** The problem **
Starting at the line with "For the benchmark, spot each instance of the snow-capped" in it, reproduce each line below through the last one, exactly, and include nothing else.

(Object pointing dataset rows)
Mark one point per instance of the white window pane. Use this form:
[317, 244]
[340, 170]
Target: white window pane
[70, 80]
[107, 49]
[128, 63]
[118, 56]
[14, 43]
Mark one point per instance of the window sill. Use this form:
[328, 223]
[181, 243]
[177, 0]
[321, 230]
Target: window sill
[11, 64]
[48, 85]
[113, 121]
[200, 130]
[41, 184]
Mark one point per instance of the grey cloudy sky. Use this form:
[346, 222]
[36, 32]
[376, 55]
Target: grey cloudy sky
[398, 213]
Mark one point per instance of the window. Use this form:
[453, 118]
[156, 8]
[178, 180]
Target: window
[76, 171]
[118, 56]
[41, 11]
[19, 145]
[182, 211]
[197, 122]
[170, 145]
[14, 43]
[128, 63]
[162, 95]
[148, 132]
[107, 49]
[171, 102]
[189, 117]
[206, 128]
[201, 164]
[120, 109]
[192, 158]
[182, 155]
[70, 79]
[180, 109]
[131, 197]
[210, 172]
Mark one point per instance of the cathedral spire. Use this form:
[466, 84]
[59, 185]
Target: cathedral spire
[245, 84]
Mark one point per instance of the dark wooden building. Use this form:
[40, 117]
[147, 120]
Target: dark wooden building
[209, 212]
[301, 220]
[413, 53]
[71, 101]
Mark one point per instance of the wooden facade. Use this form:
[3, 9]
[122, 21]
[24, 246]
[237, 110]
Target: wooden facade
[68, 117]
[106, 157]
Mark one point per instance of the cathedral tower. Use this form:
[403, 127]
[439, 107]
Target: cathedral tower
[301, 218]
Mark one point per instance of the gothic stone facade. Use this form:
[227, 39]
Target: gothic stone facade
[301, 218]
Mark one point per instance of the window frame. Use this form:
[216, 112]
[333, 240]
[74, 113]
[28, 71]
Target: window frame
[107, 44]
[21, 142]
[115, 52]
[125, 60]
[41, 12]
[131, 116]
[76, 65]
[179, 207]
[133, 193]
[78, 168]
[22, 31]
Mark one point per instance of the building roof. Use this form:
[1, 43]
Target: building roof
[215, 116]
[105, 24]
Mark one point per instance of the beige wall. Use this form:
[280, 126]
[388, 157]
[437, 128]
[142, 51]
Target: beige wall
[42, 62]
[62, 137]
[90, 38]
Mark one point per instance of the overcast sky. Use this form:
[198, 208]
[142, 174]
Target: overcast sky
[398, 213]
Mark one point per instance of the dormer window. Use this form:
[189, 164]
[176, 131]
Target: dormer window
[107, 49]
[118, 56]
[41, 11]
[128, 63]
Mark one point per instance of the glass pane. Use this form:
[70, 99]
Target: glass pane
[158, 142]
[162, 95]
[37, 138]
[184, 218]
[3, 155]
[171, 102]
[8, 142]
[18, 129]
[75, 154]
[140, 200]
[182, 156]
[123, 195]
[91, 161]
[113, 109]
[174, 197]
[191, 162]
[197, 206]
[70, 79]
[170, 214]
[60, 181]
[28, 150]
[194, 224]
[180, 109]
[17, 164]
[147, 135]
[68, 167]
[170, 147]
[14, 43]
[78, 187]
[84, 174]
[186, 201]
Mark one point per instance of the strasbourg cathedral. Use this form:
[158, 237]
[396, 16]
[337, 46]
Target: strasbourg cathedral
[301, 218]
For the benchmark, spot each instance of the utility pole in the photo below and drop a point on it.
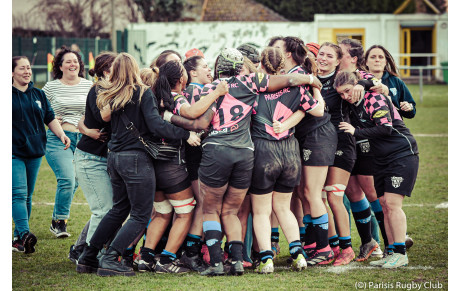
(113, 32)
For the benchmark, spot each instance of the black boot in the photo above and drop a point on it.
(110, 266)
(88, 262)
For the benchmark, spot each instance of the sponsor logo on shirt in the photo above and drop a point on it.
(396, 181)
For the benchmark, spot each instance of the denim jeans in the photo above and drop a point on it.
(60, 161)
(24, 172)
(92, 176)
(133, 183)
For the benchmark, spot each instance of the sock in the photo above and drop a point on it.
(167, 257)
(302, 233)
(344, 242)
(377, 208)
(334, 241)
(236, 250)
(321, 226)
(192, 245)
(213, 234)
(391, 248)
(265, 255)
(400, 248)
(147, 254)
(310, 236)
(295, 249)
(275, 234)
(362, 213)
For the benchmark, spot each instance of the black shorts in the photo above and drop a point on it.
(397, 177)
(276, 166)
(192, 160)
(345, 155)
(319, 146)
(172, 176)
(223, 164)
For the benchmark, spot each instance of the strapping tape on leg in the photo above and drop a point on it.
(183, 206)
(336, 189)
(163, 207)
(324, 193)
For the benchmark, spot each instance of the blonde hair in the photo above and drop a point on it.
(124, 80)
(273, 60)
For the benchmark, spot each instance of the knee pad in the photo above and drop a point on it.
(183, 206)
(336, 189)
(163, 207)
(324, 193)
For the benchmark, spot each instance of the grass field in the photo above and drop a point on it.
(49, 267)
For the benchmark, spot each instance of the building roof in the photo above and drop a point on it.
(238, 10)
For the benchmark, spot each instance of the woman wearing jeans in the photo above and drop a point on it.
(31, 110)
(91, 152)
(67, 96)
(130, 167)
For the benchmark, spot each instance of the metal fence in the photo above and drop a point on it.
(37, 49)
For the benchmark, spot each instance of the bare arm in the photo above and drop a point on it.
(200, 107)
(56, 128)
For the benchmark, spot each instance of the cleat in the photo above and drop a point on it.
(321, 258)
(172, 268)
(396, 260)
(194, 263)
(382, 261)
(377, 253)
(236, 268)
(59, 228)
(265, 268)
(336, 251)
(345, 257)
(366, 250)
(276, 249)
(216, 270)
(409, 242)
(18, 245)
(299, 264)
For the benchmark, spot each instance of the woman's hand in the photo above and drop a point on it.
(357, 94)
(222, 88)
(193, 140)
(66, 141)
(345, 126)
(406, 106)
(278, 127)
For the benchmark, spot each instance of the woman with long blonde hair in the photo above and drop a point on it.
(129, 165)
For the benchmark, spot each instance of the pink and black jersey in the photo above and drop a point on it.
(279, 106)
(192, 92)
(231, 122)
(309, 122)
(376, 119)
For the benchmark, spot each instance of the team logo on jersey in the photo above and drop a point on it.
(306, 154)
(396, 181)
(394, 91)
(380, 113)
(260, 76)
(365, 147)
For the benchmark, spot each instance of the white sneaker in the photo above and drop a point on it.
(377, 253)
(396, 260)
(381, 262)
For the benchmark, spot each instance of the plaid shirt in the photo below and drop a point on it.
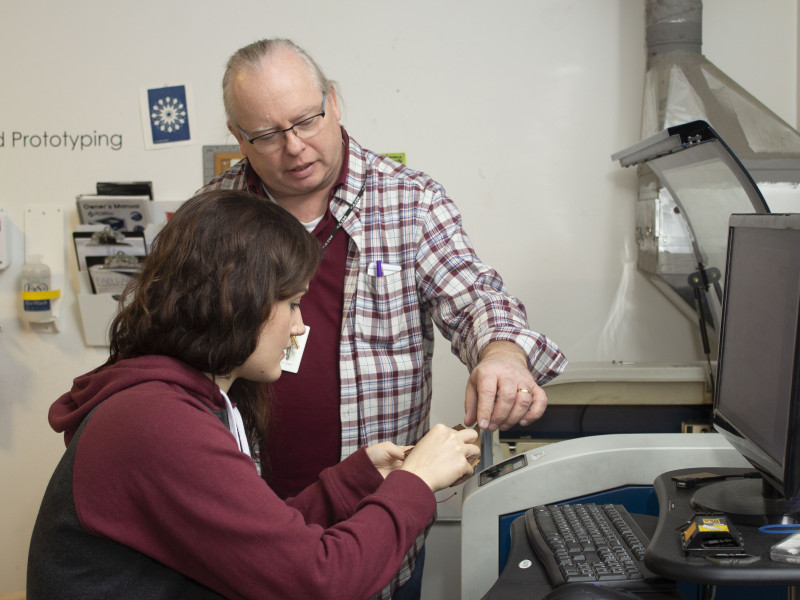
(431, 275)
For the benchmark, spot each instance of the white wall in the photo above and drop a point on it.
(515, 106)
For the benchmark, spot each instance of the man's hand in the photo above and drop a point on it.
(501, 392)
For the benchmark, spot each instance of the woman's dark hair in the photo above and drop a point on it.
(209, 283)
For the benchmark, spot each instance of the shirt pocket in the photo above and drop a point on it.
(387, 311)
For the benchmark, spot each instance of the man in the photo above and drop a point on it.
(395, 261)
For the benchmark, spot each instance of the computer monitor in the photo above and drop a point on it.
(757, 396)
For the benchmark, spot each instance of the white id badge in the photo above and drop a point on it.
(291, 362)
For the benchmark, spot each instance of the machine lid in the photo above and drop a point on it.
(706, 181)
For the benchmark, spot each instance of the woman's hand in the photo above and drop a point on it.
(386, 457)
(443, 457)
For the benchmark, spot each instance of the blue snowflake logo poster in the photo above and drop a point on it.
(169, 114)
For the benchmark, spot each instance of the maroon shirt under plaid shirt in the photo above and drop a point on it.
(431, 276)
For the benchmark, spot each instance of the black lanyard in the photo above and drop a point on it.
(349, 210)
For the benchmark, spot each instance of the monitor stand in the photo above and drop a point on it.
(742, 500)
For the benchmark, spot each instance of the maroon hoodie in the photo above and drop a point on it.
(154, 499)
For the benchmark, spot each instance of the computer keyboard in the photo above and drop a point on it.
(591, 543)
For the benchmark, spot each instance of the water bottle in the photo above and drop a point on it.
(36, 278)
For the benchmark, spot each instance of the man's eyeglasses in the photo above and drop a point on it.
(303, 129)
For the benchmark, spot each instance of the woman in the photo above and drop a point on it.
(157, 496)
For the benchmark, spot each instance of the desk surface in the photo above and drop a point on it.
(665, 554)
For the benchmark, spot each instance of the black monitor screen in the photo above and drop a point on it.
(756, 401)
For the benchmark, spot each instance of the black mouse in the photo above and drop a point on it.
(587, 591)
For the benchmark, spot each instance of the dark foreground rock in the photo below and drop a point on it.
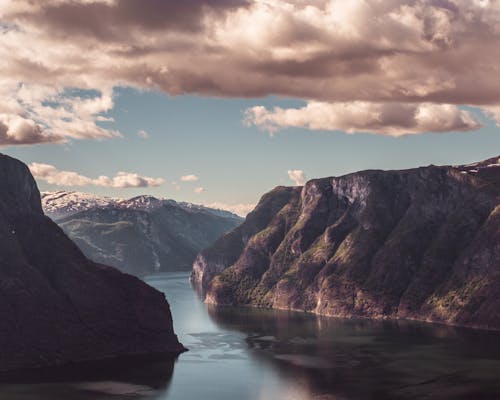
(418, 244)
(56, 306)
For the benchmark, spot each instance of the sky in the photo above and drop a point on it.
(217, 102)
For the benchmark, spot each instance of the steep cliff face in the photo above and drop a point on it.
(58, 307)
(141, 235)
(421, 244)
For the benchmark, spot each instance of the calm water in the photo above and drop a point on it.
(239, 354)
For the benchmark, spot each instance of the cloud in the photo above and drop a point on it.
(61, 60)
(238, 209)
(143, 134)
(493, 112)
(297, 176)
(189, 178)
(392, 119)
(16, 130)
(43, 114)
(53, 176)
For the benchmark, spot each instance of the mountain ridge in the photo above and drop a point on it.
(57, 306)
(140, 235)
(378, 244)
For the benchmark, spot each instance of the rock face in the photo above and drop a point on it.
(418, 244)
(141, 235)
(56, 306)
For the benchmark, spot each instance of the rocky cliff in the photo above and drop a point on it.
(56, 306)
(141, 235)
(418, 244)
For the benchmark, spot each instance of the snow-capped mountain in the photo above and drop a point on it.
(62, 204)
(139, 235)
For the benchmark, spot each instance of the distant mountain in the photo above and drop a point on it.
(140, 235)
(421, 244)
(56, 306)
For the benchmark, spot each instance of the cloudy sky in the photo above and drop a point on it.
(216, 102)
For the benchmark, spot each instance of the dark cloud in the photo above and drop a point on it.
(441, 52)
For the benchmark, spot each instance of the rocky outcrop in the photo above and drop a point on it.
(141, 235)
(418, 244)
(56, 306)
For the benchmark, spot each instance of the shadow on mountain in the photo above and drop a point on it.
(144, 372)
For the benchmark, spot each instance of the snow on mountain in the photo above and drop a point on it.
(62, 204)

** Task response **
For the benchmark, spot each instance of the snow-capped mountain in the photo above and drop a point on it.
(62, 204)
(139, 235)
For the benchmark, spot each instance of the distant mountain in the photo above and drop a point on it.
(140, 235)
(421, 244)
(56, 306)
For the benchmark, spot each instance of the cloudy sky in the photo above and drop a point on it.
(216, 102)
For the benchmark, spot each instance of the dark cloud in the photo above and drop a point on it.
(441, 52)
For the benchmark, spot each instance of the rocky outcrop in the photo above and drop a point on it.
(141, 235)
(418, 244)
(56, 306)
For the benchmark, spot each instance of the shadow on mountain in the photo above and drop a point on it.
(144, 372)
For the benchmark, spot each instance of the snow on mountain in the photo above and drop a point on it.
(62, 204)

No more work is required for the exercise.